Everything in the listing except the pictures should be written out exactly.

### Material for this exercise
◆ ◆ ◆
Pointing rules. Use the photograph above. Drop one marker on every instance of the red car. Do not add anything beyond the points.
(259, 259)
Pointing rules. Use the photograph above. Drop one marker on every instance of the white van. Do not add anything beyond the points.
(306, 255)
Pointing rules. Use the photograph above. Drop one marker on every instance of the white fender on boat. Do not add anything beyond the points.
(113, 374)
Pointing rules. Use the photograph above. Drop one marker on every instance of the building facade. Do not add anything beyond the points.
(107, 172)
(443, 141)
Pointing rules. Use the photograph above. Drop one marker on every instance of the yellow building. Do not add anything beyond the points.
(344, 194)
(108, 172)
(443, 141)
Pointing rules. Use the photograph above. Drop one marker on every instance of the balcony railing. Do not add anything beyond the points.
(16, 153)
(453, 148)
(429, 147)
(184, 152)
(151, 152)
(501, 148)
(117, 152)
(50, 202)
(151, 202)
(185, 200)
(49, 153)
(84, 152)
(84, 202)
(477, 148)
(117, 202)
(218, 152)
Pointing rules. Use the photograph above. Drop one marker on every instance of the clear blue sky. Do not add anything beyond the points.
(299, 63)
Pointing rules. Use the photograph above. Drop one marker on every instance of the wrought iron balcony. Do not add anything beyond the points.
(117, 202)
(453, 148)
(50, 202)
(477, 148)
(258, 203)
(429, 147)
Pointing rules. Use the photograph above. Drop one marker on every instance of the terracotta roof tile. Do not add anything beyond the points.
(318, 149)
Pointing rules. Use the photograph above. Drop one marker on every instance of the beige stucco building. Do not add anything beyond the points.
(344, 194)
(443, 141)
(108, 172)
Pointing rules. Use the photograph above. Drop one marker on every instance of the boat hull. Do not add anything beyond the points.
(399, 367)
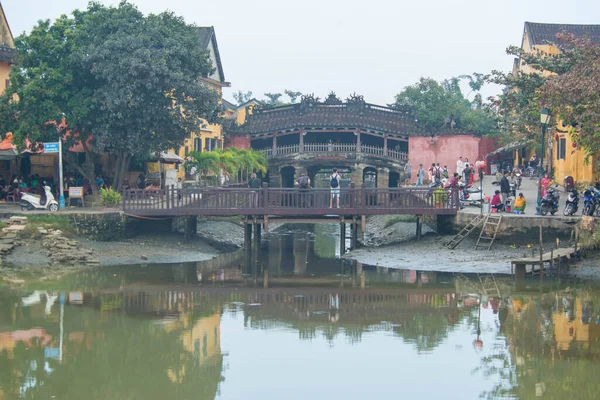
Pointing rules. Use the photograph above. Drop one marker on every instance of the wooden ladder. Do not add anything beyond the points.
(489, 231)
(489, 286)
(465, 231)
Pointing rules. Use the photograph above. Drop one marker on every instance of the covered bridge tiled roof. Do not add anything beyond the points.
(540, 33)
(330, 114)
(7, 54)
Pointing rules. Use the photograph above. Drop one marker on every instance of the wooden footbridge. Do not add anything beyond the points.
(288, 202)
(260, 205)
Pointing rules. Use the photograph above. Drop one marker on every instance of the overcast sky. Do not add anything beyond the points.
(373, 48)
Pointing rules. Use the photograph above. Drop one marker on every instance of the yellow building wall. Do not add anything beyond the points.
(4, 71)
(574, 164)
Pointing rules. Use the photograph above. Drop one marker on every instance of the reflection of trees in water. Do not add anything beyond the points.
◆ ◆ ◆
### Final result
Pointing rules. Use the photograph above. Drop one marker on every instance of the red car. Do not add anything beyond the points.
(259, 259)
Pointing rules. Use the photograph above. Drop one marker on every instance of the white van. Do not add anything beyond the points.
(306, 255)
Pointing rules. Use the photograph above. Drop one marker on every instance of the white fender on boat. Do not add anything beyond the points.
(113, 374)
Pointing rules. Use the photograph above. Drop one marker on every instance of the building facade. Do not add anything beyond the points.
(107, 172)
(443, 141)
Pointing rules. Use the photograph above. Drop one marker on every instance of the yellow building. Do not add anything beyond the points.
(344, 194)
(108, 172)
(443, 141)
Pointing rules. Use the photograph above. Drop one marker on every instance of the balcony railing. Do not add anything beyond the points.
(16, 153)
(453, 148)
(429, 147)
(184, 152)
(151, 152)
(501, 148)
(117, 152)
(50, 202)
(151, 202)
(185, 200)
(49, 153)
(84, 152)
(84, 202)
(477, 148)
(117, 202)
(218, 152)
Pointing rules. Use the photograph above. Drop one marker on every instance of the clear blue sky. Do not add anything beyond the points.
(299, 63)
Pointing rules. Use the photograph above. Drop one marker on every instance of the wrought iron balcony. Do not add anything beyond the points.
(117, 202)
(453, 148)
(50, 202)
(477, 148)
(258, 203)
(429, 147)
Pointing rules. Use the photograph above. Drop one marker on every instance of the terracotta roof tile. Do not add anything beyond the points.
(318, 149)
Pointing rules. Use the photograph above. Drop one marker on every instance of the beige stucco building. Do not add anything beyond the points.
(344, 194)
(443, 141)
(108, 172)
Pointing rules. Use the photograph above. Drop one marker on every instance of the boat hull. Do not add anything beyond the points.
(399, 367)
Pointing rules. Use the photograph above. Drop one marker on every instance of the wooden ladder. Do not add anything beyond the points.
(489, 231)
(489, 286)
(465, 231)
Pointing rules. Use the photograph above. Drop one marker on every instance of the covered bridge tiled roof. Do not add anything beyond the points.
(540, 33)
(330, 114)
(7, 54)
Pointing rules. Use the photograph above. Drop one marker on every instance of the wooden footbridge. Do not add anything beyond the points.
(288, 202)
(260, 205)
Pointing rules. Use the photograph above. Drop one marker on every instance of the overcast sky. Do not add anything beyond the points.
(373, 48)
Pointing rules. Use the photograph above. Drop one marker on every instance of the yellow building wall. Do not add anything beyond the points.
(4, 71)
(574, 164)
Pointing rules. Use the photograph above. Drop one marker on every instance of the reflection of trees in water. Do not add anything beyond the points.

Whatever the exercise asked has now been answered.